Material for this task:
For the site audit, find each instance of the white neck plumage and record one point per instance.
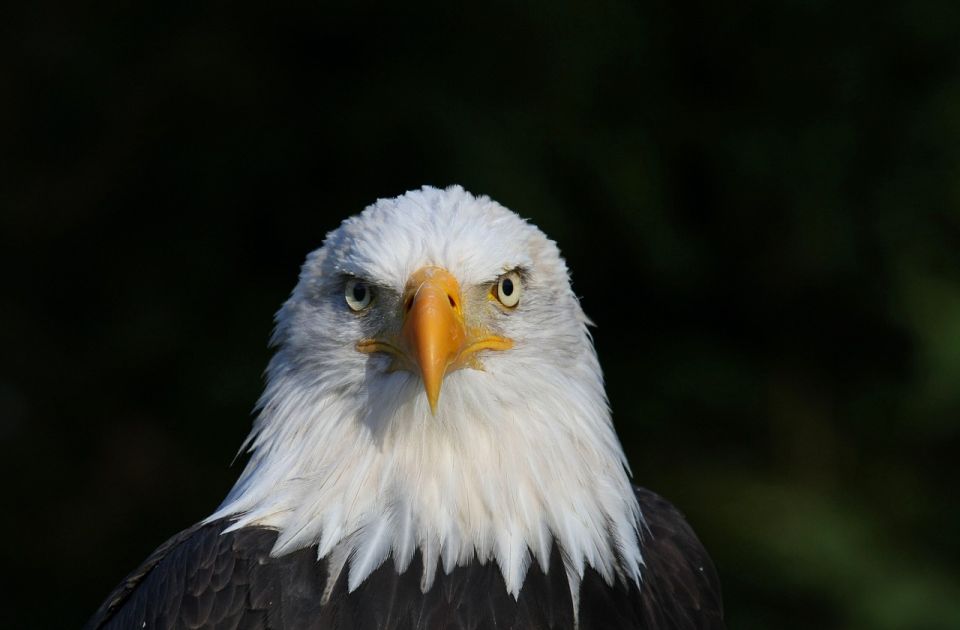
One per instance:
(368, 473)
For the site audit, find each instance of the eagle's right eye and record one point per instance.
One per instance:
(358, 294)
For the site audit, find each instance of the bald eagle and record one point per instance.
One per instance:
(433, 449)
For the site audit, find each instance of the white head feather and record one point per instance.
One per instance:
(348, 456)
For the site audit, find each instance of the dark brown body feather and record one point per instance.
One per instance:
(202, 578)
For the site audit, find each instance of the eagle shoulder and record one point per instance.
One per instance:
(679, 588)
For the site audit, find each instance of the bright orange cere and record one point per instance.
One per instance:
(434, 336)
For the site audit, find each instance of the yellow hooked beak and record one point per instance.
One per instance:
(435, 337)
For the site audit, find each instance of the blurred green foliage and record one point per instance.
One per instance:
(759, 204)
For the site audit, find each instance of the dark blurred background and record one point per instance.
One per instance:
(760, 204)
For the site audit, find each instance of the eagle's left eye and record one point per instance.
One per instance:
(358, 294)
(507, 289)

...

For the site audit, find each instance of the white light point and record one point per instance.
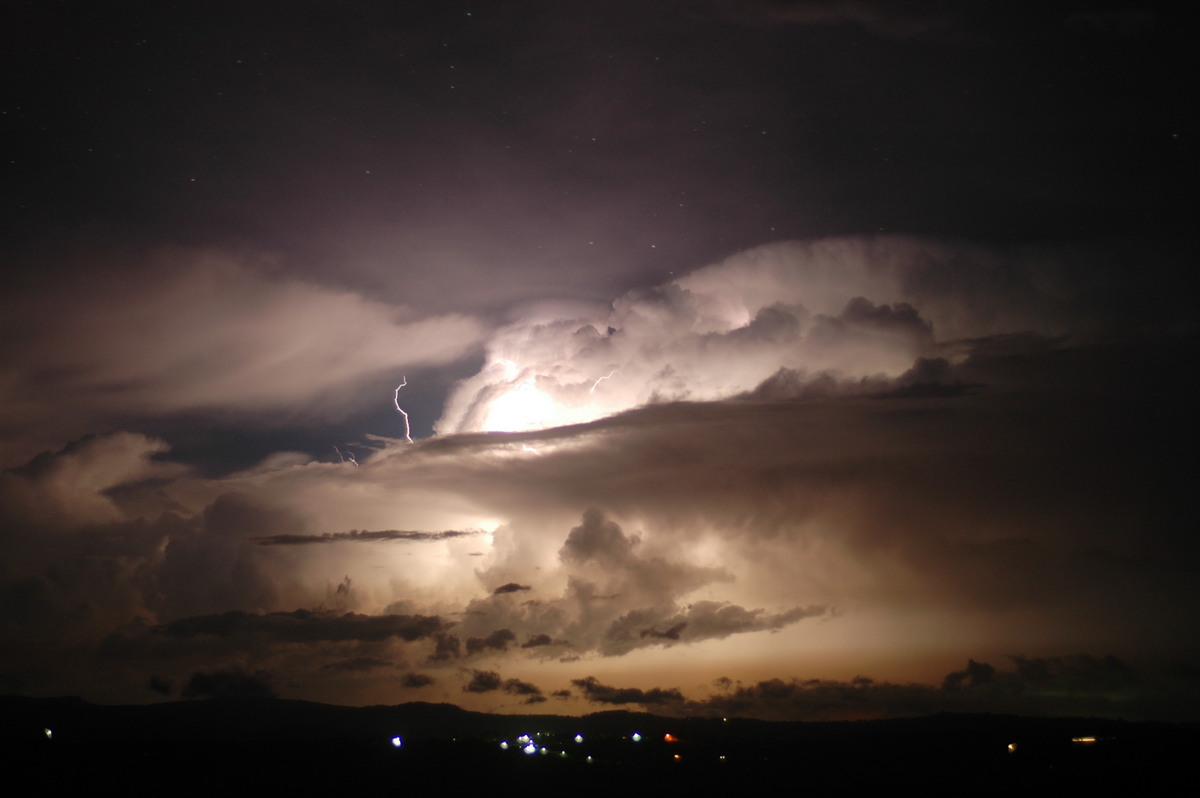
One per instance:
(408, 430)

---

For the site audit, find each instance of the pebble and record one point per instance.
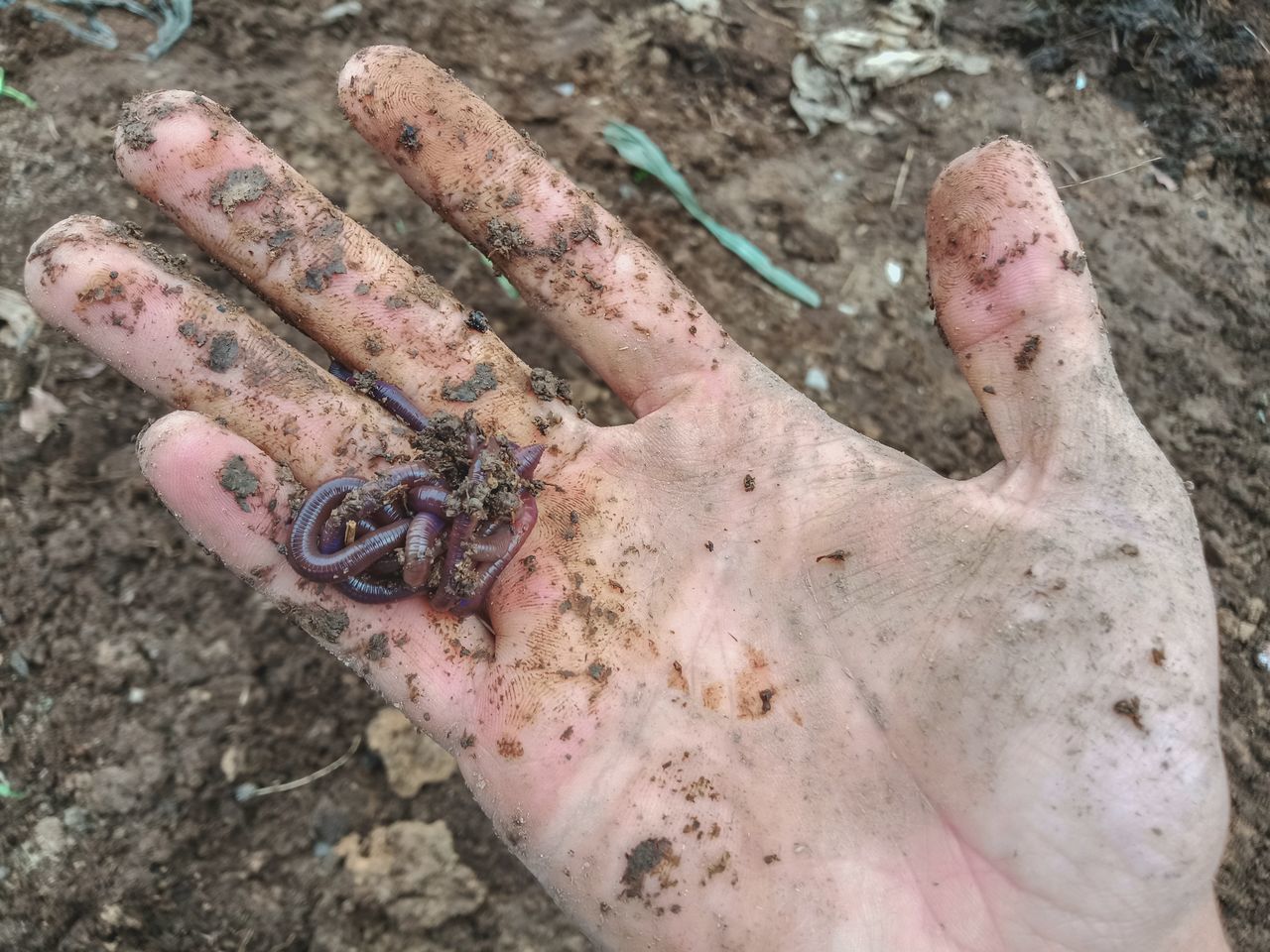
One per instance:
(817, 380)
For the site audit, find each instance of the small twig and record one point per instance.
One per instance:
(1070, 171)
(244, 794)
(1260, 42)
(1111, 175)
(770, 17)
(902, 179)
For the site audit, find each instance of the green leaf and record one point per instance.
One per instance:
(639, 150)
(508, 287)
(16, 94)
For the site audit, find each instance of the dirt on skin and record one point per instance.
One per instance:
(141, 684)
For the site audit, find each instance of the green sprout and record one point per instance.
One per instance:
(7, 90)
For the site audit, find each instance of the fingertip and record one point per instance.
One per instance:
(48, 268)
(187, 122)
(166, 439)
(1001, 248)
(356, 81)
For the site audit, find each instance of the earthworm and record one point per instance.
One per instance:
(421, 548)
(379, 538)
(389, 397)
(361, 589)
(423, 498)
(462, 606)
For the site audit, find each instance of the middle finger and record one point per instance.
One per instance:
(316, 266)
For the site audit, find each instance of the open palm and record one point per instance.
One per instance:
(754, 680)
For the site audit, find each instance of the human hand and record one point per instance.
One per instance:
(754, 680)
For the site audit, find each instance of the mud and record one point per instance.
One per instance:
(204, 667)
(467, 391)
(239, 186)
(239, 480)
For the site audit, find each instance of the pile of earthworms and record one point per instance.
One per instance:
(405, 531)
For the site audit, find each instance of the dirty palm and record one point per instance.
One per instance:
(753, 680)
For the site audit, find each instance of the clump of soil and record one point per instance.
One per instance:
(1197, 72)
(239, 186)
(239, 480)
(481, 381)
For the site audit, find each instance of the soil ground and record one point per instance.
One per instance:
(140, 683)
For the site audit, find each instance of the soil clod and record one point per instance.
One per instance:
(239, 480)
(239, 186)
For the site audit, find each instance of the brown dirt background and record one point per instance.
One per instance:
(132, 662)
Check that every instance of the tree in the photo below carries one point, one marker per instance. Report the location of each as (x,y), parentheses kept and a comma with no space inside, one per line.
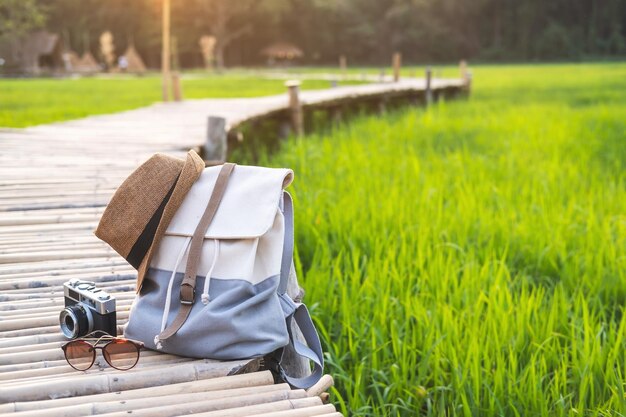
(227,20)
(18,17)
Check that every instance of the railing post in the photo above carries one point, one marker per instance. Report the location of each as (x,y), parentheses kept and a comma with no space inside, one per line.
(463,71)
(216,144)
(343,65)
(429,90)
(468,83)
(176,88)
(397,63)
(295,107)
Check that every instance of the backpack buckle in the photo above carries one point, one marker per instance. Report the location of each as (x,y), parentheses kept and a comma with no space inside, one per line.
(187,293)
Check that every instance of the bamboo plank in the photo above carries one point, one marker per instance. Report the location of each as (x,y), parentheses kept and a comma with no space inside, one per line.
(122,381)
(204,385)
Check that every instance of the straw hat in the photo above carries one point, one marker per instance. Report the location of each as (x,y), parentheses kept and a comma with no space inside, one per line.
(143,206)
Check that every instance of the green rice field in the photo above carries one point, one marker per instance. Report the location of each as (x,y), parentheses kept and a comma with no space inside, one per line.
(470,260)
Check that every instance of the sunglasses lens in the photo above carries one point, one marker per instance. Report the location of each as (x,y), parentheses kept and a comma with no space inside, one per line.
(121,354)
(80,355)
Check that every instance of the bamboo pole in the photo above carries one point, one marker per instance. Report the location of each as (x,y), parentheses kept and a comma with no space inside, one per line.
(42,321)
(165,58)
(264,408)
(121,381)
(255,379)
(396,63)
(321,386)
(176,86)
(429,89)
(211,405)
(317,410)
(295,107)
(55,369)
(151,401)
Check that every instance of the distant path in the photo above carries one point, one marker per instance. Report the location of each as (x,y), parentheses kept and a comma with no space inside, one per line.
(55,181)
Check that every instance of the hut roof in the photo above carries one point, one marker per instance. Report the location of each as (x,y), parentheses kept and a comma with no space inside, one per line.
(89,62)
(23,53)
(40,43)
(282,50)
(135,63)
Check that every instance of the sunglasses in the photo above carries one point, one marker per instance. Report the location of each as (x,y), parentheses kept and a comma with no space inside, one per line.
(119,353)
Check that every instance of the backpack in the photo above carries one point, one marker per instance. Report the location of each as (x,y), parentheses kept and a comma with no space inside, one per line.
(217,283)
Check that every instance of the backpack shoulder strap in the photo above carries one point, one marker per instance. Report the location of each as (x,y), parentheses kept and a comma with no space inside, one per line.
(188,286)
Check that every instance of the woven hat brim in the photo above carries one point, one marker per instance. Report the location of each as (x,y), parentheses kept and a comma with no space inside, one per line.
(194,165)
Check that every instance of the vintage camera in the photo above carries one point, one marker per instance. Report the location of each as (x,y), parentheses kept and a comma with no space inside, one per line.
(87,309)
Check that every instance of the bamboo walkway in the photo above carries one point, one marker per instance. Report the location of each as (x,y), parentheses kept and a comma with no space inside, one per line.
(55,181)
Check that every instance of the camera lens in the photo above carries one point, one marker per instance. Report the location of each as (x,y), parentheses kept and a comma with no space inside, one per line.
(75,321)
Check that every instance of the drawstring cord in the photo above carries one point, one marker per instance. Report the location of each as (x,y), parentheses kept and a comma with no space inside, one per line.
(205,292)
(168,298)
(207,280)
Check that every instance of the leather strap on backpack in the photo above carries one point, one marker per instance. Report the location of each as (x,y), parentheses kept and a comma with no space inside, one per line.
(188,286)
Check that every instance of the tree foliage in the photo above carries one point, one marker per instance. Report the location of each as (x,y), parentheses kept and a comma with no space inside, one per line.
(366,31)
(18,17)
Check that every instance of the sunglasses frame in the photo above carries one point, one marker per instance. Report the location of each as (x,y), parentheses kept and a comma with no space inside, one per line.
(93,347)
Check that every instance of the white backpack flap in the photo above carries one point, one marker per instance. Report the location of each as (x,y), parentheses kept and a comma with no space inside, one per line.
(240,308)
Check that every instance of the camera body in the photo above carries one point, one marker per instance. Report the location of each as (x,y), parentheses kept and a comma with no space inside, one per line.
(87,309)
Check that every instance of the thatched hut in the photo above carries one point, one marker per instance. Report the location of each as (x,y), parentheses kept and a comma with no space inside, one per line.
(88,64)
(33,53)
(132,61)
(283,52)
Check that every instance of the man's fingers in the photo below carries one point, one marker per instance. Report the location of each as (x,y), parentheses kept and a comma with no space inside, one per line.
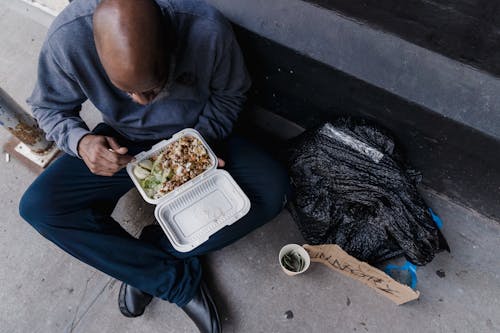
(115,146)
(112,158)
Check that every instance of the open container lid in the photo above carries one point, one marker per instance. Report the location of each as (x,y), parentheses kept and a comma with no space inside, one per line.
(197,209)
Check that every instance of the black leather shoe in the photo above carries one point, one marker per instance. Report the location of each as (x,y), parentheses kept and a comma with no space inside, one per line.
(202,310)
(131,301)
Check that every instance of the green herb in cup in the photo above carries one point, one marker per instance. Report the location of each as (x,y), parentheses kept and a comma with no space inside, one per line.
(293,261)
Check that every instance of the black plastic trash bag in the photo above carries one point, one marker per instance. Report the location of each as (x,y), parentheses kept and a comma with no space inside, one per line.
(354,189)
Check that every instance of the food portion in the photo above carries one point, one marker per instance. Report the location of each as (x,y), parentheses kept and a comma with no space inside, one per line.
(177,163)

The problem: Task for the records above: copy every line in which the word "feather" occurs.

Task response:
For the site audit, find each instance of the white head feather and record one point per instance.
For the site audit, find each instance of the dark brown body feather and record one point per instance.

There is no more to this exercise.